THE TASK >>
Quote all of the entries word for word.

TASK INPUTS >>
[Start of section]

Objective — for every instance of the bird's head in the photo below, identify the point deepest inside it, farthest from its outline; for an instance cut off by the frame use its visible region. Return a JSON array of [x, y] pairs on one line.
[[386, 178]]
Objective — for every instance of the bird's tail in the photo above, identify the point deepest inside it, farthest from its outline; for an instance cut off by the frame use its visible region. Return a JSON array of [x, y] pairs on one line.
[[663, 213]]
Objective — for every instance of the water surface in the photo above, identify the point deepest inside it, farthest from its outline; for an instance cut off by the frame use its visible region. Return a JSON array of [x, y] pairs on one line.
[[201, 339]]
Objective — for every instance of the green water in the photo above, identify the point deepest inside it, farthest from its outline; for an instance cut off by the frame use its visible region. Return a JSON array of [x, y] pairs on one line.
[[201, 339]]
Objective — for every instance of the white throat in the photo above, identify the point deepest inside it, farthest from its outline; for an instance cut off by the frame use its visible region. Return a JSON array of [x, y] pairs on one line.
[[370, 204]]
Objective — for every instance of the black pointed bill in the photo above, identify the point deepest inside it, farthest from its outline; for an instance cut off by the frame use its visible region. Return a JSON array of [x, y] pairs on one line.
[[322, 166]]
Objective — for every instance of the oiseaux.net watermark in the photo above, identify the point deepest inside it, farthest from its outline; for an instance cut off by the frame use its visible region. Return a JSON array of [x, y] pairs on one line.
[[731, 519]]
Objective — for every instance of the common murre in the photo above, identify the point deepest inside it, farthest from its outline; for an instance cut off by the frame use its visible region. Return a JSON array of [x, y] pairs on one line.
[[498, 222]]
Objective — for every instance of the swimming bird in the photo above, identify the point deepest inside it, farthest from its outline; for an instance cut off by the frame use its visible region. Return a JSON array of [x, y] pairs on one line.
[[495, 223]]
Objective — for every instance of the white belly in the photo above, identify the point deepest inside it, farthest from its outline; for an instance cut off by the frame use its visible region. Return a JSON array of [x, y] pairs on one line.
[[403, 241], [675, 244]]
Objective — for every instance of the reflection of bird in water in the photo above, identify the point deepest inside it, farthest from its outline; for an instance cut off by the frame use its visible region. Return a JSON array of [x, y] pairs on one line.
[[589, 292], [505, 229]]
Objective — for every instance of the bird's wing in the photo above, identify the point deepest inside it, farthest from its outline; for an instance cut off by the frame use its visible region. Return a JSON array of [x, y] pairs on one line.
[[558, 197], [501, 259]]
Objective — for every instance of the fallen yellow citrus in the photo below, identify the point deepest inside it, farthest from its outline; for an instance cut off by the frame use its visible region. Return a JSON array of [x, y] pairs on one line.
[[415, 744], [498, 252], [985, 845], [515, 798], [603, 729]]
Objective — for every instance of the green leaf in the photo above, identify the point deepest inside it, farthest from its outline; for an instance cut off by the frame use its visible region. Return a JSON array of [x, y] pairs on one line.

[End of section]

SOLUTION TO THE EXERCISE >>
Objective — for every instance of the bird's head in the photo below, identify the point deepest inside it, farthest from its outline; for an instance cut off by the frame use its visible region. Return a JSON array of [x, y] pairs on one line.
[[386, 178]]
Objective — for every instance of the bird's tail in the photo above, identify the point deepest inside it, farthest from its outline; for an instance cut off by the frame use its visible region. Return a JSON array of [x, y] pairs on one line.
[[663, 213]]
Objective — for every instance of the water surface in the photo above, identify the point deepest inside it, farthest from its outline; for an instance cut off by the frame use its visible region. Return a JSON array of [x, y] pairs on one line.
[[201, 339]]
Objective — for every instance of the green water in the photo above, identify the point deepest inside it, farthest from its outline; for an instance cut off by the frame use its visible region. Return a JSON array of [x, y] pairs on one line.
[[201, 339]]
Objective — for every instance of the white throat in the photo above, identify the point deepest inside it, farthest from its outline; for an instance cut off by the frame use its visible region. Return a JSON array of [x, y] pairs on one line.
[[370, 204]]
Objective — for every instance of the black pointed bill in the photo above, identify the point deepest inside it, farthest from its outline; for an instance cut off by the frame use its visible region. Return a JSON array of [x, y] pairs on one line.
[[322, 166]]
Objective — for every instance of the oiseaux.net watermark in the photo above, identify the point deepest inside it, farthest from its outline; for an instance cut off by the frame use its visible region. Return a JSON array of [x, y] pairs on one line.
[[731, 519]]
Objective — for every instance of the common murre in the photo above, identify the point deepest inside it, farthest from its outline; for an instance cut off by the frame use its visible region. Return a JSON array of [x, y] pairs on one line.
[[498, 222]]
Objective — for every instance of the swimming bird in the photo above, identify the point deepest inside it, farthest from its outline; for an instance cut off by the frame use its visible region. Return a JSON array of [x, y] pairs on one line.
[[495, 223]]
Objective — for every instance of the white belly in the photo above, identify the point deepest inside it, farthest from its outline; for an instance cut off by the frame use its visible region. Return a JSON array of [x, y] pairs on one line.
[[403, 241], [675, 244]]
Objective — for every instance of the reflection of bird in water in the photo above, identify the point deepest inside it, farthest from its outline; for an instance cut off by the frame use its visible region. Return a JSON array of [x, y] pairs on one line.
[[589, 292], [505, 229]]
Objective — for every instance of the bird's wing in the photo above, identify the point deepest inside it, farthest from its outline; for an instance cut off by the frame use its visible region. Return a JSON array of [x, y] pairs on one line.
[[558, 197], [501, 259]]
Objective — for every instance of the fallen yellow citrus in the photo below, identify the point deepest inside it, farthest from its outline; for an instance cut off by the frame use its visible region. Return a JSON array of [x, y] pairs on one line.
[[415, 744], [498, 252], [985, 845], [515, 798], [603, 729]]
Objective — for every instance of the green leaf in the photo above, identify the point deepest inside it, farthest from its outline; for an instance cut off by the frame use its visible region. Return a JSON array of [x, y] pairs on one line.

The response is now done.